Position identification records
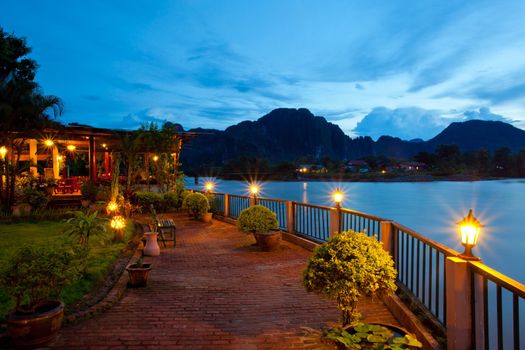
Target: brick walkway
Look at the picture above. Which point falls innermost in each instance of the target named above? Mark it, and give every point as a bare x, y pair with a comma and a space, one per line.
214, 291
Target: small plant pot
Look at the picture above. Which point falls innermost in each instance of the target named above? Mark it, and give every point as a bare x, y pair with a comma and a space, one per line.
152, 247
268, 242
138, 276
36, 329
207, 217
21, 209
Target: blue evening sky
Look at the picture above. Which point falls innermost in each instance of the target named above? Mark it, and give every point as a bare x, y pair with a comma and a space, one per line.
404, 68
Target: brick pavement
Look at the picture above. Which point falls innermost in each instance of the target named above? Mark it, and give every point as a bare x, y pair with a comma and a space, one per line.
214, 291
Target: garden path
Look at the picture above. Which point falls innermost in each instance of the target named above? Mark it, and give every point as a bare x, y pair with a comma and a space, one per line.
214, 290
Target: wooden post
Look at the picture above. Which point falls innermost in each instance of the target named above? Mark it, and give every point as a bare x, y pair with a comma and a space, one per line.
226, 205
290, 217
32, 157
459, 312
387, 236
92, 160
335, 221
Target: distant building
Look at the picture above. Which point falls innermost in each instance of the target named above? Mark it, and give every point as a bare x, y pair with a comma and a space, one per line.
412, 166
311, 168
357, 165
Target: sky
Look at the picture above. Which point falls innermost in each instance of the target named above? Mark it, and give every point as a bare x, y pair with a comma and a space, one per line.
401, 68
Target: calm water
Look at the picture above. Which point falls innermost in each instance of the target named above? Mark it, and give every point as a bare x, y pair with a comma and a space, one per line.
431, 208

EXERCISE DETAILS = Convert all the rows above into a JSON list of strings with one string per line, omitting blank lines. Leave the pictures out of the answer.

FINISHED ANSWER =
[
  "Target: brick walkway",
  "Look at the picture above. Which point falls innermost in each instance of the target named above? Mark it, and give every point as a bare x, y pair with a comma and a space, one per line.",
  "214, 291",
  "Target: small plant pot",
  "Look at the picture above. Which point falls innermost in each instance of the target named above? Mark it, and give every point as a bare x, y pair with a comma and a space, one per line.",
  "152, 247",
  "268, 242",
  "138, 276",
  "36, 329",
  "207, 217",
  "21, 209",
  "Target: blue evening sky",
  "Look at the picture above. Which point falls innermost in each instance of the target named above? Mark it, and give every point as a bare x, y pair with a comma and a space, one per line.",
  "404, 68",
  "Target: brick pavement",
  "Look at the picture above. Which point falls innermost in each instance of the target named above? Mark it, and give every point as a bare x, y pair with a comma and a space, one per line.",
  "214, 291",
  "Target: garden path",
  "Look at the picture above. Which point falls innermost in each instance of the target named above? Mark it, and give every point as a bare x, y pair with a comma and a space, one per line.",
  "214, 290",
  "Target: wooden post",
  "Look at the picture above. Which point falls innermost in each instance of the target named above? Mark it, and give every point as a bare x, y pair with a comma and a space, one per line.",
  "226, 205",
  "290, 217",
  "32, 157",
  "459, 312",
  "387, 236",
  "92, 160",
  "335, 221",
  "Target: distant building",
  "Look at the picture above. Which point falls innermost in each instance of the target named above? Mark it, and give every point as a bare x, y pair with a comma and a space, one per line.",
  "412, 166",
  "311, 168",
  "357, 165",
  "Target: sky",
  "Look at the picture above. Which point falls innermost in each instance of the target named above? Mark it, and give every point as a bare x, y pair with a comma and a space, one per line.",
  "401, 68",
  "Target: calm water",
  "Look at the picture above. Which point falls innermost in each instance of the target named above? Mark it, and give every point as a bare x, y pair with a comma and a space, one per line.",
  "431, 208"
]